>>>

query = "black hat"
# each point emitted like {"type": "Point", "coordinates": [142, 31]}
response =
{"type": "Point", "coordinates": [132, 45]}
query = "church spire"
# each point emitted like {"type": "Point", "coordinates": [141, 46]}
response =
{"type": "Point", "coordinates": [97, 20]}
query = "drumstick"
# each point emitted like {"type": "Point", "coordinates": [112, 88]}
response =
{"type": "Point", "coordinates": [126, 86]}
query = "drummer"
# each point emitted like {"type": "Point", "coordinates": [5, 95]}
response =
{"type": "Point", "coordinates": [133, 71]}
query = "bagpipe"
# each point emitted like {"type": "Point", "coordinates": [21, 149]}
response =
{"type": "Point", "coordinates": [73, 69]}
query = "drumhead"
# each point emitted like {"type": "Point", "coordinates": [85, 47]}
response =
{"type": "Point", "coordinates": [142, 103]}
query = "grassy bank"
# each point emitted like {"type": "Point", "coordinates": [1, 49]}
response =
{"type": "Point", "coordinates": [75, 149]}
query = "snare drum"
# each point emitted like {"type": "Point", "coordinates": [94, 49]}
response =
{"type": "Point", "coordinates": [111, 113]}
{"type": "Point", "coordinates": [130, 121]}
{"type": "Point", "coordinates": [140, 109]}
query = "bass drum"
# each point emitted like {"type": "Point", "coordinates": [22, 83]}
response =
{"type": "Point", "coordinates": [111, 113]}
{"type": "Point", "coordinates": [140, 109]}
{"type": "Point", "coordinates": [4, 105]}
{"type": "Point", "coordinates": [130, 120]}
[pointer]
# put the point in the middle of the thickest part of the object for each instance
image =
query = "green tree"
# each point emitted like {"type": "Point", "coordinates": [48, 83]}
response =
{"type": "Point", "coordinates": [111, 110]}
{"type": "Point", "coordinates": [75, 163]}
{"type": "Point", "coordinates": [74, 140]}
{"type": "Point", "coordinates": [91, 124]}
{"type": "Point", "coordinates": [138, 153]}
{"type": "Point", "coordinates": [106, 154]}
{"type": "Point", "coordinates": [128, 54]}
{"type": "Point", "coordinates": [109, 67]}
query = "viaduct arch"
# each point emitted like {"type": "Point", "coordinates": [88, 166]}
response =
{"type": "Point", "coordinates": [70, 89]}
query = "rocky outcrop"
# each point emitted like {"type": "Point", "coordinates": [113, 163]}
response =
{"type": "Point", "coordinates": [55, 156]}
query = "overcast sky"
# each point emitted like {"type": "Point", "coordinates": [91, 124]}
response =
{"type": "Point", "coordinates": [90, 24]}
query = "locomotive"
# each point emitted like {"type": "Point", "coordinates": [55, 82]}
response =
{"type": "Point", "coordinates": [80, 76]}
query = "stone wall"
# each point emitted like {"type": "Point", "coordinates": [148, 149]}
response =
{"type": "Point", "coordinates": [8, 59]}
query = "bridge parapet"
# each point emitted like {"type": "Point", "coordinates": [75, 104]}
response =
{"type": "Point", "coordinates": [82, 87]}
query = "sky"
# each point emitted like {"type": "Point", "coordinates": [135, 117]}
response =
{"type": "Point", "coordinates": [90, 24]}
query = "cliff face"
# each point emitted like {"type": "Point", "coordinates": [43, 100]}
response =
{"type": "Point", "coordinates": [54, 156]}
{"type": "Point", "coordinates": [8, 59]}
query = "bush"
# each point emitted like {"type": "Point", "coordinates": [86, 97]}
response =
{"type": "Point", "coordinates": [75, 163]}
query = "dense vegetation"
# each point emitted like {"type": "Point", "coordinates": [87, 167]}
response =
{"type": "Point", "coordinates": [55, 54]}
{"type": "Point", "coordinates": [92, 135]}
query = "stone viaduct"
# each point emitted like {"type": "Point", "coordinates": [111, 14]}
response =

<<<

[To be done]: Restate each record word for word.

[Solution to the problem]:
query = "black hat"
# each point emitted like {"type": "Point", "coordinates": [142, 31]}
response =
{"type": "Point", "coordinates": [132, 45]}
query = "church spire"
# each point emitted like {"type": "Point", "coordinates": [141, 46]}
response =
{"type": "Point", "coordinates": [97, 20]}
query = "drumstick"
# each point emitted like {"type": "Point", "coordinates": [112, 88]}
response =
{"type": "Point", "coordinates": [126, 86]}
query = "drummer"
# each point emitted like {"type": "Point", "coordinates": [5, 95]}
response =
{"type": "Point", "coordinates": [133, 71]}
query = "bagpipe"
# each point emitted like {"type": "Point", "coordinates": [21, 149]}
response =
{"type": "Point", "coordinates": [73, 69]}
query = "drumhead"
# each point emitted like {"type": "Point", "coordinates": [85, 47]}
response =
{"type": "Point", "coordinates": [142, 103]}
query = "grassy bank"
# each point emitted like {"type": "Point", "coordinates": [1, 49]}
response =
{"type": "Point", "coordinates": [75, 149]}
query = "snare drum"
# each point emitted like {"type": "Point", "coordinates": [94, 49]}
response =
{"type": "Point", "coordinates": [111, 113]}
{"type": "Point", "coordinates": [130, 121]}
{"type": "Point", "coordinates": [140, 109]}
query = "bass drum"
# each point emitted like {"type": "Point", "coordinates": [22, 83]}
response =
{"type": "Point", "coordinates": [111, 113]}
{"type": "Point", "coordinates": [140, 109]}
{"type": "Point", "coordinates": [4, 105]}
{"type": "Point", "coordinates": [130, 120]}
[pointer]
# put the point in the middle of the thickest part of the object for each instance
image =
query = "green tree"
# each point emitted like {"type": "Point", "coordinates": [48, 83]}
response =
{"type": "Point", "coordinates": [111, 110]}
{"type": "Point", "coordinates": [75, 163]}
{"type": "Point", "coordinates": [74, 140]}
{"type": "Point", "coordinates": [91, 124]}
{"type": "Point", "coordinates": [138, 153]}
{"type": "Point", "coordinates": [106, 154]}
{"type": "Point", "coordinates": [128, 54]}
{"type": "Point", "coordinates": [109, 67]}
query = "viaduct arch"
# each point emitted like {"type": "Point", "coordinates": [88, 166]}
response =
{"type": "Point", "coordinates": [70, 89]}
query = "rocky outcrop"
# each point emitted like {"type": "Point", "coordinates": [113, 163]}
response =
{"type": "Point", "coordinates": [55, 156]}
query = "overcast sky"
# each point emitted like {"type": "Point", "coordinates": [91, 124]}
response =
{"type": "Point", "coordinates": [90, 24]}
query = "locomotive"
# each point emitted like {"type": "Point", "coordinates": [55, 82]}
response =
{"type": "Point", "coordinates": [80, 76]}
query = "stone wall"
# each point emitted like {"type": "Point", "coordinates": [148, 149]}
response =
{"type": "Point", "coordinates": [8, 59]}
query = "bridge parapet"
# each point emitted like {"type": "Point", "coordinates": [75, 104]}
response =
{"type": "Point", "coordinates": [82, 87]}
query = "sky"
# each point emitted like {"type": "Point", "coordinates": [135, 117]}
response =
{"type": "Point", "coordinates": [90, 24]}
query = "cliff face"
# each point emitted like {"type": "Point", "coordinates": [43, 100]}
response =
{"type": "Point", "coordinates": [54, 156]}
{"type": "Point", "coordinates": [8, 59]}
query = "bush"
# each point emitted like {"type": "Point", "coordinates": [86, 97]}
response =
{"type": "Point", "coordinates": [75, 163]}
query = "dense vegetation"
# each point emitted like {"type": "Point", "coordinates": [87, 167]}
response =
{"type": "Point", "coordinates": [55, 54]}
{"type": "Point", "coordinates": [92, 135]}
query = "stone viaduct"
# each point emitted like {"type": "Point", "coordinates": [111, 14]}
response =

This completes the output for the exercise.